TASK PROMPT: Please print all of the records shown below, exactly as given.

THE DATA:
/---
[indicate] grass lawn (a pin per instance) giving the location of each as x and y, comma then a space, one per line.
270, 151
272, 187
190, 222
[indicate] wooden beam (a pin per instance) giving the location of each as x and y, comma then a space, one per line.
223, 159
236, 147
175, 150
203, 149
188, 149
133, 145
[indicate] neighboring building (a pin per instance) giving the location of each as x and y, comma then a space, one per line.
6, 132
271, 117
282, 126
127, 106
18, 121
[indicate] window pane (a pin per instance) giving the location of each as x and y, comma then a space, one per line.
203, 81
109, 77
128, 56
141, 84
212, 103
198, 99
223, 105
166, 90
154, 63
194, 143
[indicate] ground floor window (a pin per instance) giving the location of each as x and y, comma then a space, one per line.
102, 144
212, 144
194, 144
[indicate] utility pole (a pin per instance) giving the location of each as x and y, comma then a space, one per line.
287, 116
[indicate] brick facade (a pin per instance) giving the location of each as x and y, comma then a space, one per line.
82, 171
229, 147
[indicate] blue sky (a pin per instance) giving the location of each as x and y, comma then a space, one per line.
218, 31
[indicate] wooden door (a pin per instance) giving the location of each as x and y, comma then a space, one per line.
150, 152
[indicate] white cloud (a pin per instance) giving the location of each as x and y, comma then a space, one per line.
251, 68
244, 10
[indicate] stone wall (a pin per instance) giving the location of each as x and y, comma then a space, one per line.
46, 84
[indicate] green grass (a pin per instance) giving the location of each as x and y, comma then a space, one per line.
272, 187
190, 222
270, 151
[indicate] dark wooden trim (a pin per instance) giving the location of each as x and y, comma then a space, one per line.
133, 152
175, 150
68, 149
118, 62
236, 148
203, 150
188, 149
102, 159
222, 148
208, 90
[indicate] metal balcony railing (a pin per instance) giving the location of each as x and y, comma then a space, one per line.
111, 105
\---
EXPECTED OUTPUT:
[indicate] grass lawn (a pin per instance) giving the location of each as x and y, comma then a space, one per line.
270, 151
272, 187
190, 222
[indicate] wooden beam (a pin per instance) giving the location of each as x and y, comma then a space, one per line.
223, 159
236, 147
175, 150
203, 149
188, 149
133, 145
[indicate] neighboring building (a pin per instance) giving the location of each as x and y, comma then a space, one per line.
6, 132
271, 117
282, 126
127, 106
18, 121
[indicate] window pane (a pin per instance) giving the location of each as x and y, comma then a space, one per line.
203, 81
109, 77
128, 56
141, 84
212, 103
198, 99
223, 105
166, 90
154, 63
194, 143
[indicate] ground floor window (a pin per instance) giving the location of each as x and y, comma then a space, one per line.
102, 144
212, 144
194, 144
[indicate] utility pole (a pin per instance) giving the location of each as x and y, comma then a space, one per line.
287, 116
[indicate] brick facade (a pin per instance) giving the location of each as x and y, comma then a space, one per line.
82, 171
229, 147
[indicate] blue sky (a pin per instance) giving the location of each as x and y, comma then a space, one per line.
218, 31
[indicate] wooden door (a pin per instance) giving the location of each as x and y, comma then a space, one per line.
150, 152
[indicate] white cloud (a pin per instance) giving the location of each as x and y, comma then a space, one per line.
251, 68
244, 10
[indicate] stone wall (a pin per instance) giving the location of each as x and y, comma then a space, one per line.
46, 84
[indicate] green grass (a pin per instance) giving the location of each as x and y, comma then a space, one per line.
272, 187
190, 222
270, 151
[indicate] dark wooden trim (a pin per instance) giving the location of each as x and y, comma then a space, one per line.
133, 152
175, 150
68, 149
118, 62
236, 148
203, 150
188, 149
102, 159
222, 148
208, 90
[indicate] metal balcony railing (a pin per instance) giving the location of each as x and y, comma then a space, one per line.
111, 105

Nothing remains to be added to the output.